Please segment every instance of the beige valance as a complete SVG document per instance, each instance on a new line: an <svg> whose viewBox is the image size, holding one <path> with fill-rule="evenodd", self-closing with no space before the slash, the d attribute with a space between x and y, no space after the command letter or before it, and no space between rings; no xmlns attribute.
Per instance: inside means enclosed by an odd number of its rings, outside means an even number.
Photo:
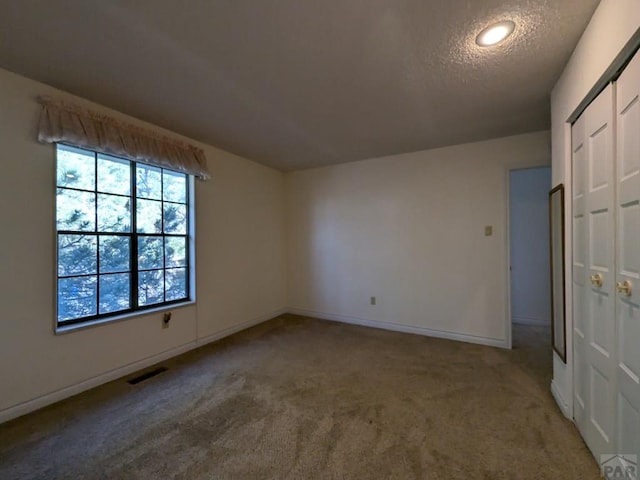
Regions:
<svg viewBox="0 0 640 480"><path fill-rule="evenodd" d="M194 145L50 97L42 105L38 141L66 143L157 167L210 178L204 151Z"/></svg>

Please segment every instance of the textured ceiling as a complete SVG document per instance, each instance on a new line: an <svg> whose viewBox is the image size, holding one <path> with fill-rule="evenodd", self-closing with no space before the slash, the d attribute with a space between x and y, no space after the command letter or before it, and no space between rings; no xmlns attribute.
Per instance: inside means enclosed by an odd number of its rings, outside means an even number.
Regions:
<svg viewBox="0 0 640 480"><path fill-rule="evenodd" d="M0 66L295 170L549 128L597 4L0 0Z"/></svg>

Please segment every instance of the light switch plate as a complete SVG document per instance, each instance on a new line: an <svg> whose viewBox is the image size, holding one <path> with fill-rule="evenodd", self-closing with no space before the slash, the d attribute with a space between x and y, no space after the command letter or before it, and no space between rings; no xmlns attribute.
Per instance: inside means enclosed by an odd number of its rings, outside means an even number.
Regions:
<svg viewBox="0 0 640 480"><path fill-rule="evenodd" d="M491 235L493 235L493 225L487 225L484 227L484 236L490 237Z"/></svg>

● ● ● ● ● ● ●

> **REQUIRED WORK**:
Return every line above that contains the word "closing".

> **TASK RESULT**:
Please segment every instance of the beige valance as a complete SVG document per instance, each instance on a new line: an <svg> whose viewBox is the image size, holding one <path> with fill-rule="evenodd", self-closing with no space before the slash, the d attribute with a space between x and y, no space after the command letter or before it, and no space between rings; no xmlns attribute.
Please segment every instance of the textured ceiling as a complete SVG document per instance, each instance on a new line: an <svg> whose viewBox is the image size, holding one <path> with fill-rule="evenodd", self-closing with no space before the slash, the d attribute with a space between x and y, no space after the command letter or before it, and no space between rings; no xmlns attribute.
Please segment every instance of the light switch plate as a complete SVG document per instance, each instance on a new line: an <svg> whose viewBox is the image size, holding one <path> with fill-rule="evenodd", self-closing with no space before the slash, the d attribute with a space between x and y, no space after the command letter or before it, and no space between rings; no xmlns attribute.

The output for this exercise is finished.